• [Dataset excerpts]:
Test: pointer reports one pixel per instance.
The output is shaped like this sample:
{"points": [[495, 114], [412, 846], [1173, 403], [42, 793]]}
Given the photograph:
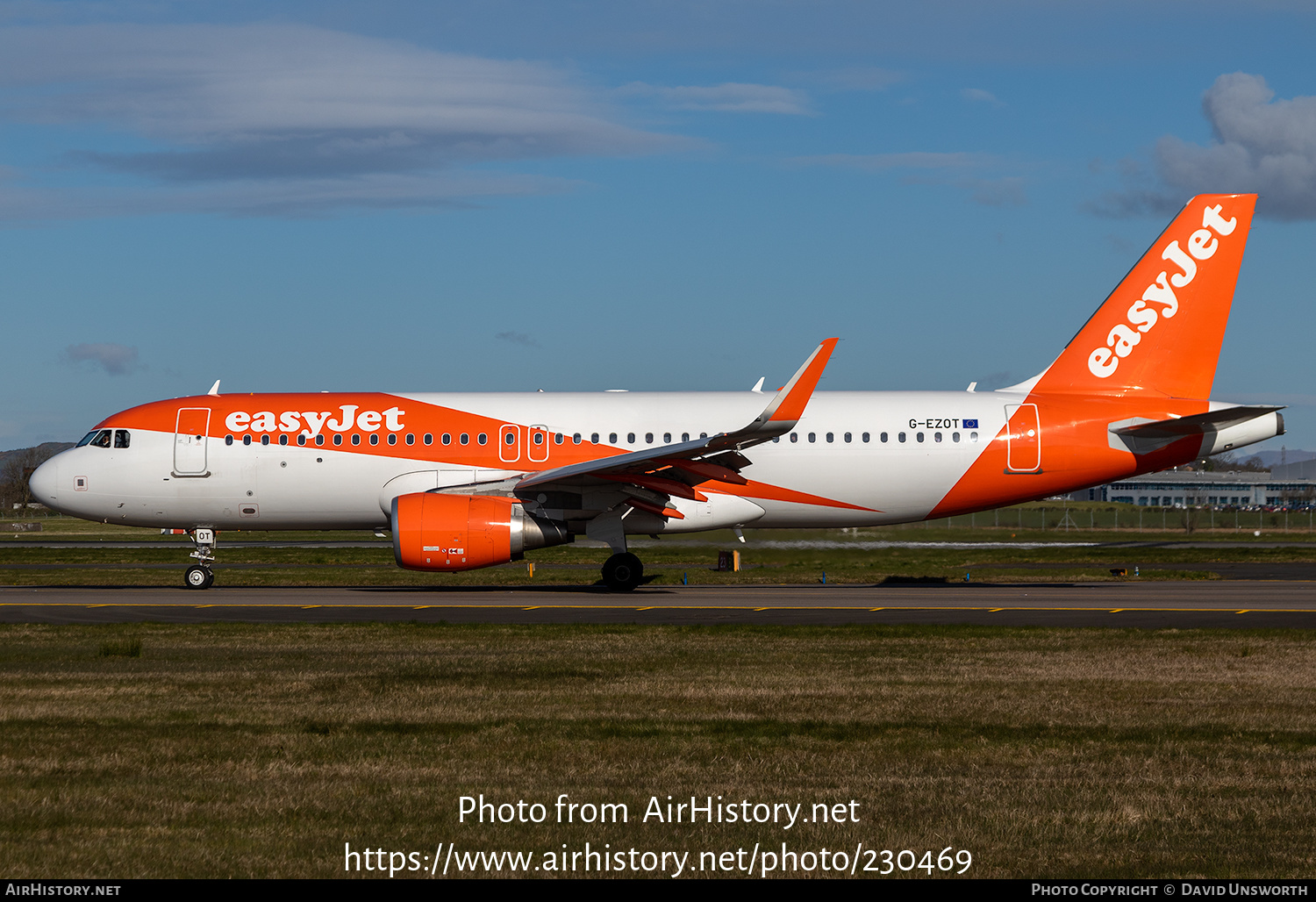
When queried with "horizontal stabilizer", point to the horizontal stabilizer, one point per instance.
{"points": [[1219, 431], [1198, 424]]}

• [Work required]:
Return the complete material exactly as given, excluding images.

• [Answer below]:
Test: pointer reports one pixel per instance.
The output is shaped like this sample:
{"points": [[495, 114], [412, 846], [1173, 403], [42, 793]]}
Given the photograph:
When queried with "horizontal stabilizer", point to the horizontal stabilizer, one point per instance.
{"points": [[1219, 431], [1198, 424]]}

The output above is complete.